* _Trecho de origem_
☆ ☆ ☆ ☆

May Mortari é escritora de fantasia.

Como você começa o seu dia? Você tem uma rotina matinal?
Meu trabalho regular começa bem cedinho, às 7 horas. Eu sempre tenho dois alarmes de manhã, o das 6 horas e o das 6h15. Nunca soube por que, mas eu adoro acordar cedo e saber que posso dormir mais 15 minutos. Eu tenho bastante energia de manhã, então levanto, faço meu café e vou para o computador. É de manhã que eu faço a maior parte das minhas coisas do dia: dou aulas de inglês e alemão (que são meu trabalho regular pagador de contas), arrumo os arquivos, preparação de aulas futuras, estudo o que preciso e faço minha rotina de exercícios.
Eu quase nunca escrevo de manhã, porque me dedico a fazer essas outras atividades. Eu gosto mais de escrever depois de ter tirado todas essas coisas do caminho, sabendo que não vou precisar interromper minha escrita para fazer algum relatório, por exemplo.
Em que hora do dia você sente que trabalha melhor? Você tem algum ritual de preparação para a escrita?
Para a escrita, eu gosto mais de me focar no fim da tarde ou à noite. Depende muito da minha rotina do dia, porque eu demoro muito para me concentrar na história. Não consigo, por exemplo, abrir o arquivo e escrever por uma hora e depois fechar e trabalhar com outra coisa. Quando eu estou em sprint de escrita, eu preciso que ele seja longo, de pelo menos duas ou três horas. Tem dias em que eu passo a primeira hora só encarando o documento e pensando em como começar de onde tinha parado.

☆ ☆ ☆ ☆

* _Entradas a utilizar_
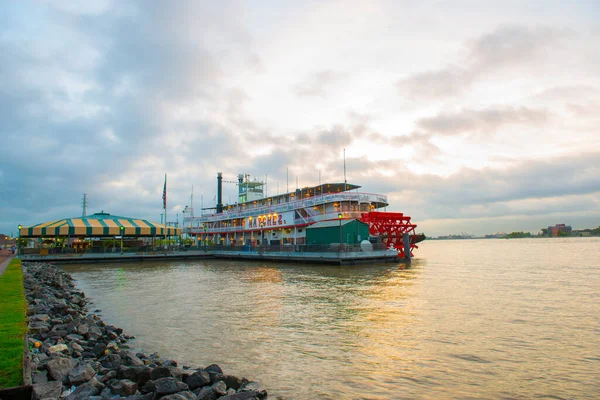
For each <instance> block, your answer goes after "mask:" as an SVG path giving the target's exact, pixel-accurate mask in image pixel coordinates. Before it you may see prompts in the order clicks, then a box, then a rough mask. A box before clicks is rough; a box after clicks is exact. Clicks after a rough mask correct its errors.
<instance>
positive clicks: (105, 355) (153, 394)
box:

☆ ☆ ☆ ☆

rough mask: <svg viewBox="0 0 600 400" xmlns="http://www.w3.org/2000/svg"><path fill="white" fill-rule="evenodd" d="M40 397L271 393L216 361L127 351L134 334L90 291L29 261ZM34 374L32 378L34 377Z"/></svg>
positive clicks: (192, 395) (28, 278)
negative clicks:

☆ ☆ ☆ ☆

* _Tarefas_
**a)** Enumere as atividades que, segundo a entrevista, May Mortari aponta como a maior parte das coisas que faz de manhã.
**b)** Liste todas as linhas das entradas em que aparece a palavra "clicks".

* _Respostas_
**a)**
- Dar aulas de inglês e alemão
- Arrumar os arquivos
- Preparar aulas futuras
- Estudar o que precisa
- Fazer a rotina de exercícios

**b)**
For each <instance> block, your answer goes after "mask:" as an SVG path giving the target's exact, pixel-accurate mask in image pixel coordinates. Before it you may see prompts in the order clicks, then a box, then a rough mask. A box before clicks is rough; a box after clicks is exact. Clicks after a rough mask correct its errors.
positive clicks: (105, 355) (153, 394)
positive clicks: (192, 395) (28, 278)
negative clicks:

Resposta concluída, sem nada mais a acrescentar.